● Текст задания
Пожалуйста, продолжите рассказ о поездке в «воронке», начав сразу после его последней фразы.

Но все это было преддверие. Интересное началось утром, когда нас опять посадили в «воронок». В его общем отделении уже находились женщина средних лет и несколько молодых парней. Вид у них был вполне нормальный, у некоторых даже располагающий. Мало ли кто тогда сидел. То, что двое из этих парней были в наручниках[1], то есть относились к категории «особо опасных личностей», от которых в любой момент можно ожидать чего угодно, я заметил не сразу. И я ничего не имел в виду вызнать у них, когда спросил у женщины, куда их везут — просто хотел узнать, куда везут нас.
— Куды? На кудыкину гору! — неожиданно грубо и зло отрезала она. Я не ждал враждебности и потому осознал ее ответ не сразу. Я никогда до сих пор не слышал этого выражения и подумал было, что, возможно, у них в Новосибирске есть гора с таким названием, в районе которой и расположена пересылка, куда нас везут. Но грубость тона хоть и с опозданием, но все же дошла до меня, и я отбросил эту гипотезу.
Скоро стало понятно (по фразам, которыми они перебрасывались), что эта женщина и парни хорошо знакомы друг с другом и проходят по одному делу. Сейчас их везли в суд, причем не первый раз. И «бойцы вспоминали минувшие дни», перебирали различные эпизоды прошедших заседаний. В основном свои лихие ответы. Процесс, видимо, был сенсационным. Тогда милиция везде ликвидировала банды типа «Черной кошки» — это, видимо, была одна из них. И им льстило внимание прессы и публики — они чувствовали себя актерами популярного спектакля. С удовольствием вспоминали, как один из них, парень с вполне располагающей внешностью — я не сразу заметил, что он в наручниках, — объявил «гражданам судьям»: «дайте больше, шлите дальше!» Потом я узнал, что это стандартная формула, бытующая среди урок для выражения лихости — когда уже терять все равно нечего. Судя по всему, выворачиваться этому парню было уже поздно.
Мои товарищи, быстро сообразив, с кем имеют дело, на вопрос, по какой статье сидят, опять ответили, что по 59/3. Впрочем, особого впечатления это не произвело — сами были с усами. Никак не отреагировали они и на мою «суперфраерскую» 7/35. Может, потому, что она была им внове. Но вообще были они тогда заняты только самими собой. Но говорили и о своих перспективах, кому сколько дадут. Насчет парня с располагающей внешностью все сошлись, что получит он все двадцать пять.
— Да, меньше не получится, — согласился он со скромным достоинством.

● Данные разметки расположения объектов
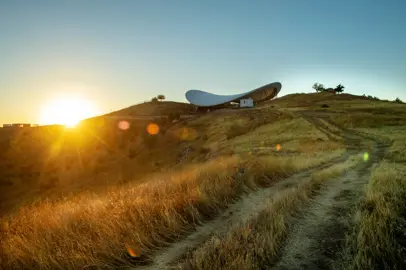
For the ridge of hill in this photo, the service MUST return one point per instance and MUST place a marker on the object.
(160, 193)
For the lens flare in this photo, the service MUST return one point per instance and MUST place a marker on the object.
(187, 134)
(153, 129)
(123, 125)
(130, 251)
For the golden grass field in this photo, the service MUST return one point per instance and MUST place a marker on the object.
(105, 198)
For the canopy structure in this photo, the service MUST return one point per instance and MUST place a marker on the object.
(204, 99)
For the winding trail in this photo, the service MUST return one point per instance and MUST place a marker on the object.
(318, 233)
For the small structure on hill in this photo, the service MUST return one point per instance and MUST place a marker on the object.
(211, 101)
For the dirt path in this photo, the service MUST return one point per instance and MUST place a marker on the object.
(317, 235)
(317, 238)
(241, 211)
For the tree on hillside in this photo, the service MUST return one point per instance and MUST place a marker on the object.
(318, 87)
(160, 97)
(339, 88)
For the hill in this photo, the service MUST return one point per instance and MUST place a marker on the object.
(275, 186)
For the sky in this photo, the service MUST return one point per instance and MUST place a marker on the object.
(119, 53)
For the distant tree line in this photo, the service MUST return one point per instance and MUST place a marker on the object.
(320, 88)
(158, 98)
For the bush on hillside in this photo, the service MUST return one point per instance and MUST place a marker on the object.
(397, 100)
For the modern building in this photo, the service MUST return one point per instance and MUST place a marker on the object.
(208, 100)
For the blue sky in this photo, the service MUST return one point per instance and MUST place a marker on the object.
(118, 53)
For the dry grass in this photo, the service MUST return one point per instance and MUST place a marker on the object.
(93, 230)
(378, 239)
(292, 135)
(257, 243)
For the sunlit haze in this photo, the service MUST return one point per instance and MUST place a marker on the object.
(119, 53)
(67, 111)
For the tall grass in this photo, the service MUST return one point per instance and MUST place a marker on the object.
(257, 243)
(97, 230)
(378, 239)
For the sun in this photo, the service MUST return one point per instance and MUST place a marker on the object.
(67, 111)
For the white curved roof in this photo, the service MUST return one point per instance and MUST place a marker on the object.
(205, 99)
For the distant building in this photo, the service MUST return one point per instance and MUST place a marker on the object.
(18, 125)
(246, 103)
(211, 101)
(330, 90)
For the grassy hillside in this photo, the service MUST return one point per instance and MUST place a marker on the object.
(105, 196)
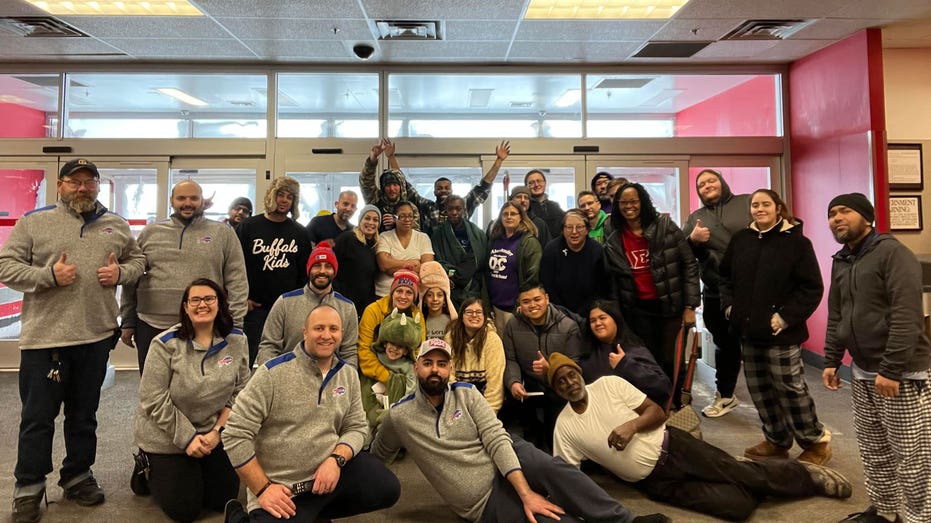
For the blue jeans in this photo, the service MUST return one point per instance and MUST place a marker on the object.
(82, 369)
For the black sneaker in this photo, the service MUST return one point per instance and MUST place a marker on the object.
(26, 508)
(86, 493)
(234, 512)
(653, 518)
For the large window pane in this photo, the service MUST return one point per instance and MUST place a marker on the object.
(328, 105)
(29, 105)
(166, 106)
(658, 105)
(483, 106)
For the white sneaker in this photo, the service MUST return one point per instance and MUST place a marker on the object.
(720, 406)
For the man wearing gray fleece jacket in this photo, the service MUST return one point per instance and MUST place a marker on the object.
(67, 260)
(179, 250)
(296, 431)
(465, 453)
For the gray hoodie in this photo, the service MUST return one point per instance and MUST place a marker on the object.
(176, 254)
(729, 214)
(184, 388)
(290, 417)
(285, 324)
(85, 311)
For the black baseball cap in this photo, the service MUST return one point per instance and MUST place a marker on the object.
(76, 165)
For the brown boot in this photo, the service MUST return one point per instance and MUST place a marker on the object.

● Ожидаемый ответ
— Да… Меньше не дадут, — подтвердил кто-то из его товарищей. — Это раньше дали б вышку и заменили б десяткой. А теперь смертной казни нет — теперь как пить дать дадут двадцать пять.
— Да, раньше могли, — согласился виновник торжества. — А теперь смертную казнь отменили — дадут на полную катушку.
И покачал головой. Не очень, впрочем, огорченно…
По-видимому, симпатичный этот парень был душегубом — иначе откуда такая уверенность в том, что он получит максимум? Впрочем, душегубами были и его товарищи, но в меньшей мере. Парень этот в каком-то смысле чувствовал себя человеком, защитившим докторскую — его преступление и срок гарантировали ему теперь высокое положение в урочьей иерархии. У них ведь тоже была своя номенклатура.
Вдруг женщина забеспокоилась и запричитала:
— Петя!.. Петенька!.. Что ж это будет… Как там Вера одна осталась!
Оказалось, что она была матерью одного из этих парней, а дома осталась его сестра. Сыну, однако, эта вспышка обыкновенной материнской тревоги пришлась не по душе.
— Молчи, такая-сякая! — грубо, грязным матерным определением остановил он мать, и та растерянно затихла. А ведь воровским песням свойствен сентиментальный культ матери. Но я тогда не думал об этом несоответствии, а просто смотрел во все глаза. Впрочем, эти песни здесь ни при чем. В них мать выступает как символ и память о доблатной нормальной жизни сына, еще не затянутого в омут «несчастной воровской жизни». А здесь мать была подельницей — такого песни не предусматривали. В чем заключалось ее соучастие — в хранении ли награбленного, в том ли, что содержала «малину», наконец, участвовала ли она в этом предприятии только из жалости к сыну или от нужды соблазнилась — я не знаю. Но никто в этой компании не выдавал себя за невинно пострадавшего, и она тоже. Только выглядела она при этом несчастной и заискивала. Перед всеми. И перед сыном тоже.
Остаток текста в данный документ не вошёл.